## Consignas
1: Extrae completo y sin ningún cambio el fragmento sobre el maestro de ceremonias del Luna Park.
2: Por favor, copia de los registros todo lo que va desde la línea que contiene "Where can the nose" hasta el final de los registros, con ambos extremos incluidos y sin alterar nada.

## Fragmento del documento
-.-.-

Es seguro que ningún aficionado al box se lo ha planteado, pero es fácil suponer que los seguidores de los púgiles más notorios que trepan al ring del Luna Park de Bs. As. no podrían imaginar una pelea que no fuera precedida por la presencia de un hombre de smoking, prominente nariz y mirada ingenua. "Y en la úuuultima pelea de la nocheee. . ." es el slogan que ansiosos esperan escuchar. Desde hace 15 años, Norberto Fiorentino (40, un hijo) sabe que se trata de un rito, algo que abre y cierra las veladas deportivas en las que él oficia de maestro de ceremonias. No ignora que las cosas "fueron sucediendo" y que lo que hoy parece insustituible para que un combate se considere tal tiene su propia historia de aportes personales y de buenos, sabios consejos recibidos.
Cuando intenta explicar que su actividad es como cualquier otra, la modestia no tiene sentido a medida que las anécdotas surgen, que las evocaciones marcan, finalmente, que Fiore —como cariñosamente abreviaron su apellido los amigos— es el creador de un estilo y a la vez administrador de su sobriedad.
Ese capital le sirvió para permanecer en un puesto bien rentado, para no lamentar su decisión de dejar el periodismo deportivo, para viajar por el mundo, para transformarse en hombre de confianza de un importante empresario y para sufrir "como todo hijo de vecino", del otro lado de las sogas. Y aunque su suave, pausada voz suele escucharse en off cuando el boxeo deja paso a espectáculos como Holiday on Ice o el Circo de Moscú, sus íntimos saben que Fiorentino vibra con el deporte de las trompadas.

-.-.-

## Datos del ejercicio
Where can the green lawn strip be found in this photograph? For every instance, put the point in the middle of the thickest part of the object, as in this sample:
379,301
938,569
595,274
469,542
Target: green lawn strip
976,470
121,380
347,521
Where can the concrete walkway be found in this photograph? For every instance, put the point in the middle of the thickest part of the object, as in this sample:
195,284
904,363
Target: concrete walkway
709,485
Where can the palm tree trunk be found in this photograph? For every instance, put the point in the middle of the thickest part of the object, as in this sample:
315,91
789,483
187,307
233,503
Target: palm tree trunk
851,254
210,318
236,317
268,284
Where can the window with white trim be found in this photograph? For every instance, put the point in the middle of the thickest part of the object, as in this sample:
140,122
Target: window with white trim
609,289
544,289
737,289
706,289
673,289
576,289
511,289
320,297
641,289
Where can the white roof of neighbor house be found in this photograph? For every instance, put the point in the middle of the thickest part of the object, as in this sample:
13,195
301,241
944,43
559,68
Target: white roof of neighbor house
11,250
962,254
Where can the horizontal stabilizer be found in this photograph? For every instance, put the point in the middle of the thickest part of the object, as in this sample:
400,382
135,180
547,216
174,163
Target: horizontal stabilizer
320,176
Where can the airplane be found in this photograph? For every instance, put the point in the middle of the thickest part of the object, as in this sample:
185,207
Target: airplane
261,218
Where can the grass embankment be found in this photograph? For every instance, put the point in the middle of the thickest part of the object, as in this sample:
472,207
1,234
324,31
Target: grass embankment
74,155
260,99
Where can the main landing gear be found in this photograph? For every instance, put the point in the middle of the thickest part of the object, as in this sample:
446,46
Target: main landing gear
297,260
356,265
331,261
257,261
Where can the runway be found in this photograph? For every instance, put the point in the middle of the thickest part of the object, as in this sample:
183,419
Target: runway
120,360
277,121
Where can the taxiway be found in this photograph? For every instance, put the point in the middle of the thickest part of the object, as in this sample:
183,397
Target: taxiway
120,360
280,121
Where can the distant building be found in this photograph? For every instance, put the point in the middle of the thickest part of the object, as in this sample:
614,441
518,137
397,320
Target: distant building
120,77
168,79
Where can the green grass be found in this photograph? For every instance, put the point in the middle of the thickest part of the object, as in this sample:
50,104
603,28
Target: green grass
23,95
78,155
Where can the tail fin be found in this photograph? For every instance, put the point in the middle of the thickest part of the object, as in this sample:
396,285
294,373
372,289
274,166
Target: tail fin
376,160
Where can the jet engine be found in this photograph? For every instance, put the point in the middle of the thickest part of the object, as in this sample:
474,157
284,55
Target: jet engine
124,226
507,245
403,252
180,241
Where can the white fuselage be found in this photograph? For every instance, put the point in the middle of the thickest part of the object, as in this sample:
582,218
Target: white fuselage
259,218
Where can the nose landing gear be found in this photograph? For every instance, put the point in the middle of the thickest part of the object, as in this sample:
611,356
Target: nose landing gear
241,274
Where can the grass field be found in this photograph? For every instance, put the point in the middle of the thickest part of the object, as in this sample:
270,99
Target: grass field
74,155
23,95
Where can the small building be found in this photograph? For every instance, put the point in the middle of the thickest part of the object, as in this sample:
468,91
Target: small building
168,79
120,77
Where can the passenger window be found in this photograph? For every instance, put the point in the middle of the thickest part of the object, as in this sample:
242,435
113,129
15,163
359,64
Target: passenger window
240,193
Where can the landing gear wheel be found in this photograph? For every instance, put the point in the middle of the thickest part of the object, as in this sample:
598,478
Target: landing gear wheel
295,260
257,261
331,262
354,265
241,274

-.-.-

## Respuestas
1:
Es seguro que ningún aficionado al box se lo ha planteado, pero es fácil suponer que los seguidores de los púgiles más notorios que trepan al ring del Luna Park de Bs. As. no podrían imaginar una pelea que no fuera precedida por la presencia de un hombre de smoking, prominente nariz y mirada ingenua. "Y en la úuuultima pelea de la nocheee. . ." es el slogan que ansiosos esperan escuchar. Desde hace 15 años, Norberto Fiorentino (40, un hijo) sabe que se trata de un rito, algo que abre y cierra las veladas deportivas en las que él oficia de maestro de ceremonias. No ignora que las cosas "fueron sucediendo" y que lo que hoy parece insustituible para que un combate se considere tal tiene su propia historia de aportes personales y de buenos, sabios consejos recibidos.
Cuando intenta explicar que su actividad es como cualquier otra, la modestia no tiene sentido a medida que las anécdotas surgen, que las evocaciones marcan, finalmente, que Fiore —como cariñosamente abreviaron su apellido los amigos— es el creador de un estilo y a la vez administrador de su sobriedad.
Ese capital le sirvió para permanecer en un puesto bien rentado, para no lamentar su decisión de dejar el periodismo deportivo, para viajar por el mundo, para transformarse en hombre de confianza de un importante empresario y para sufrir "como todo hijo de vecino", del otro lado de las sogas. Y aunque su suave, pausada voz suele escucharse en off cuando el boxeo deja paso a espectáculos como Holiday on Ice o el Circo de Moscú, sus íntimos saben que Fiorentino vibra con el deporte de las trompadas.

2:
Where can the nose landing gear be found in this photograph? For every instance, put the point in the middle of the thickest part of the object, as in this sample:
611,356
Target: nose landing gear
241,274
Where can the grass field be found in this photograph? For every instance, put the point in the middle of the thickest part of the object, as in this sample:
270,99
Target: grass field
74,155
23,95
Where can the small building be found in this photograph? For every instance, put the point in the middle of the thickest part of the object, as in this sample:
468,91
Target: small building
168,79
120,77
Where can the passenger window be found in this photograph? For every instance, put the point in the middle of the thickest part of the object, as in this sample:
242,435
113,129
15,163
359,64
Target: passenger window
240,193
Where can the landing gear wheel be found in this photograph? For every instance, put the point in the middle of the thickest part of the object, as in this sample:
598,478
Target: landing gear wheel
295,260
257,261
331,262
354,265
241,274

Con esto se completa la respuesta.